* **Exercise objective**:
Exactly as they appear, reproduce the lines from the one holding "Target: stack of white plates" through the last line of the material below.

* **Data under study**:

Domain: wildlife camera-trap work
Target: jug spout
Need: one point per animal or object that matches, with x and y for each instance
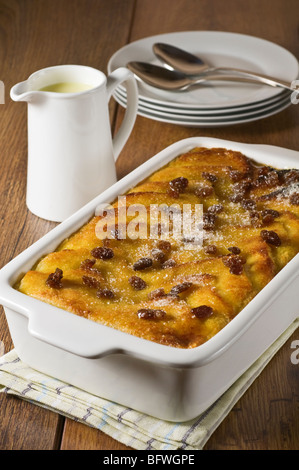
(21, 92)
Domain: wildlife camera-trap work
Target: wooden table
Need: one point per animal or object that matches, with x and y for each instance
(38, 33)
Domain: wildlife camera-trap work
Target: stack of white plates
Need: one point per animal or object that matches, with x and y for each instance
(215, 103)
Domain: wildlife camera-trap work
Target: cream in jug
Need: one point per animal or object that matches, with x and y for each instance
(71, 153)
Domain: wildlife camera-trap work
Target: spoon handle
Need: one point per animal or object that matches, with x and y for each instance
(239, 77)
(267, 80)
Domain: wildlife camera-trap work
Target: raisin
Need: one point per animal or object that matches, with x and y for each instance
(268, 219)
(270, 237)
(173, 193)
(158, 255)
(137, 283)
(266, 176)
(234, 250)
(142, 263)
(272, 212)
(235, 175)
(90, 282)
(209, 221)
(204, 311)
(294, 199)
(179, 288)
(234, 263)
(255, 219)
(101, 252)
(54, 279)
(164, 245)
(210, 250)
(209, 176)
(248, 204)
(215, 209)
(151, 314)
(117, 234)
(87, 264)
(170, 263)
(291, 176)
(239, 191)
(157, 294)
(179, 184)
(105, 293)
(203, 191)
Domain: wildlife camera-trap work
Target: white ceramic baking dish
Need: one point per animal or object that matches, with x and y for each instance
(166, 382)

* **The completed task**:
Target: stack of white plates
Need: one point per animal or object that matches, with x and y for each instance
(215, 103)
Domain: wildlife camera-trap work
Target: cream in jug
Need: one point per animal or object that matches, with x and y for each instance
(71, 153)
Domain: wildlife camera-trap work
Target: spoon handle
Need: one point per animal or object that matches, with x and y for each instance
(239, 77)
(267, 80)
Domain: wildlife camera-trap work
Target: raisin
Need: one point per animal or object that matches, with x and y for each instance
(268, 219)
(270, 237)
(173, 193)
(158, 255)
(137, 283)
(266, 176)
(234, 250)
(142, 263)
(272, 212)
(235, 175)
(90, 282)
(209, 221)
(204, 311)
(294, 199)
(179, 288)
(234, 263)
(255, 219)
(101, 252)
(54, 279)
(164, 245)
(210, 250)
(209, 176)
(248, 204)
(215, 209)
(151, 314)
(117, 234)
(87, 264)
(170, 263)
(291, 176)
(239, 191)
(157, 294)
(179, 184)
(105, 293)
(203, 191)
Domain: wildlife camera-trap work
Target: white ceramic baking dish
Need: one point per animal or object that matches, with x and y for each instance
(166, 382)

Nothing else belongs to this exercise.